■ DIRECTION:
Continue the PyTorch lab handout on MNIST classification, starting right after its last sentence.

■ EXTRACT PROVIDED:
★ ★ ★ ★

# Lab exercises 3

For this lab exercises, please submit 2 notebooks / python script and 2 reports, one for each part. The deadline is 22 december.

It is important the you **read the documentation** to understand how to use Pytorch functions, what kind of transformation they apply etc. You have to **take time to read it carefully** to understand what you are doing.

* https://pytorch.org/docs/stable/nn.html
* https://pytorch.org/docs/stable/torch.html

## 1. Part one: MNIST classification with Pytorch

The goal of the first part is to learn how to use Pytorch and to observe the impact of regularization during training. You should test different network architectures, e.g. with hidden layers of size 128-128, 128-64-32-16, 256-128-64-32-16, 512-256-128-64-32-16, 800-800, and different activation functions (tanh, relu, sigmoid).

Remember that Pytorch expects data in a different format than in the previous lab exercise: the first dimension is always the batch dimension.

★ ★ ★ ★

■ RECORDED DATA:
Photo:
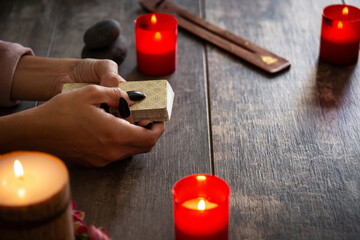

★ ★ ★ ★

■ RESULT FOR THIS EXERCISE:
In [5]:
# import libs that we will use
import os
import numpy as np
import matplotlib.pyplot as plt
import math

# To load the data we will use the script of Gaetan Marceau Caron
# You can download it from the course webiste and move it to the same directory that contains this ipynb file
import dataset_loader

%matplotlib inline

In [6]:
# Download mnist dataset 
mnist_path = "./mnist.pkl.gz"

# load the 3 splits
train_data, dev_data, test_data = dataset_loader.load_mnist(mnist_path)

In [8]:
image = torch.from_numpy(train_data[0][1])
print(image.shape) # flat image of dim (784,)

# reshape the tensor so it is represented as a batch containing a single image
# -1 means "all remaining elements", here it would be equivalent to image.reshape(1, 784)
image = image.reshape(1, -1)
print(image.shape) # flat image of dim (1, 784)

torch.Size([784])
torch.Size([1, 784])


In [9]:
# Constructing a batched input
batch_size = 10
first = 20

# the cat() function concatenates a list of tensor along a dimension
batch_input = torch.cat(
    [
        # we reshape the image tensor so it has dimension (1, 784)
        torch.from_numpy(image).reshape(1, -1)
        for image in train_data[0][first:first + batch_size]
    ],
    # we want to concatenate on the batch dimension
    dim=0
)
print(batch_input.shape)  # batch of ten flat images (10, 784)

torch.Size([10, 784])


### 1.2. Layer initialization

By default, Pytorch will apply Kaiming initialization to linear layers. However, I recommend you to always explicitly initialize you network by hand in the constructor.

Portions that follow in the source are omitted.